»»

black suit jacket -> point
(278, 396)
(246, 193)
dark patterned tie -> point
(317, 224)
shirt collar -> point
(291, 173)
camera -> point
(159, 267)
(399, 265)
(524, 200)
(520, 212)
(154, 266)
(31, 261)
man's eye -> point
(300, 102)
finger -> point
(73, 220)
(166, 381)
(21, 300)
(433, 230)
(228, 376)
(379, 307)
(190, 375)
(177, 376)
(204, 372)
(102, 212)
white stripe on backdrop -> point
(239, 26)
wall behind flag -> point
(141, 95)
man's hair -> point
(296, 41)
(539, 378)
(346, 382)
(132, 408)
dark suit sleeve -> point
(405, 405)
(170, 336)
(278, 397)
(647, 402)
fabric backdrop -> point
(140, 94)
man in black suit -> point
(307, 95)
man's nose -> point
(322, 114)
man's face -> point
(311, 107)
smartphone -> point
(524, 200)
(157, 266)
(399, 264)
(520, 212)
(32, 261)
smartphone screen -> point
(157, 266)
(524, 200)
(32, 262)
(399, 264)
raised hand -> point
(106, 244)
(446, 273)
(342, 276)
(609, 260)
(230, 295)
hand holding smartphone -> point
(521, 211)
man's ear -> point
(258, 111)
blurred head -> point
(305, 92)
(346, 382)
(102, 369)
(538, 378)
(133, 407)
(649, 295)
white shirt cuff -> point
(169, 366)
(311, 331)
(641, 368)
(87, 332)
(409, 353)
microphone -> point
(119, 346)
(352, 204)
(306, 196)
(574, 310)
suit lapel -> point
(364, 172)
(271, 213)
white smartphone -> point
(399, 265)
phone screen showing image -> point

««

TASK: Transcribe the whole listing word for word.

RESPONSE FOR THIS EXERCISE:
black suit jacket -> point
(278, 396)
(246, 193)
dark patterned tie -> point
(317, 224)
shirt collar -> point
(291, 173)
camera -> point
(159, 267)
(399, 265)
(524, 200)
(520, 212)
(154, 266)
(31, 261)
man's eye -> point
(300, 102)
finger -> point
(73, 220)
(166, 381)
(21, 300)
(433, 230)
(228, 376)
(379, 307)
(190, 375)
(177, 376)
(204, 372)
(102, 212)
white stripe on backdrop -> point
(239, 26)
wall behind flag -> point
(141, 95)
man's hair -> point
(296, 41)
(539, 378)
(346, 382)
(132, 408)
dark suit sleeve -> point
(405, 405)
(170, 336)
(278, 397)
(647, 402)
fabric backdrop -> point
(140, 94)
man in black suit -> point
(307, 95)
man's nose -> point
(322, 114)
man's face -> point
(311, 107)
smartphone -> point
(524, 200)
(157, 266)
(399, 264)
(520, 212)
(32, 261)
smartphone screen -> point
(157, 266)
(524, 200)
(32, 262)
(399, 264)
raised hand -> point
(106, 244)
(446, 273)
(342, 276)
(609, 260)
(230, 295)
hand holding smartphone -> point
(521, 211)
man's ear -> point
(258, 111)
blurred head -> point
(305, 92)
(346, 382)
(102, 369)
(538, 378)
(133, 407)
(649, 295)
white shirt cuff -> point
(169, 366)
(311, 331)
(641, 368)
(87, 332)
(409, 353)
microphone -> point
(119, 346)
(352, 204)
(306, 196)
(574, 310)
suit lapel -> point
(364, 172)
(271, 213)
white smartphone -> point
(399, 265)
phone screen showing image -> point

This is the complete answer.